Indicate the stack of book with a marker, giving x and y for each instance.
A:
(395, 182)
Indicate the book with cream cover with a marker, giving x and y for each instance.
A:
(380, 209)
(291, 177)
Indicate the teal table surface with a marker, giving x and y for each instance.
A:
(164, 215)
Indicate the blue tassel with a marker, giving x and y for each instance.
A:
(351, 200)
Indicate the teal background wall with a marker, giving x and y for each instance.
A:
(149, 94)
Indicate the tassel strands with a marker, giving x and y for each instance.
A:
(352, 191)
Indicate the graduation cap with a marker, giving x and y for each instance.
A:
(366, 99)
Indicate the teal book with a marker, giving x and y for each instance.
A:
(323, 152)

---*---

WHAT YOU WILL DO =>
Print all of the records above again, word for word and line for line, without changing anything.

WRITTEN RESPONSE =>
Indicate the stack of book with a marker, giving x and y for each instance.
A:
(395, 182)
Indicate the book with cream cover with a marker, giving x and y for each instance.
A:
(380, 209)
(291, 177)
Indicate the teal table surface with a marker, giving x and y for each instance.
A:
(164, 215)
Indicate the blue tassel with a marker, giving x and y for each instance.
A:
(351, 200)
Indicate the teal background wall with a marker, giving x and y for each instance.
A:
(149, 94)
Indicate the tassel strands with a marker, giving x and y for each instance.
A:
(352, 191)
Indicate the graduation cap with a marker, giving x and y for each instance.
A:
(366, 99)
Indicate the teal book with a marker, giving x and y for each instance.
A:
(323, 152)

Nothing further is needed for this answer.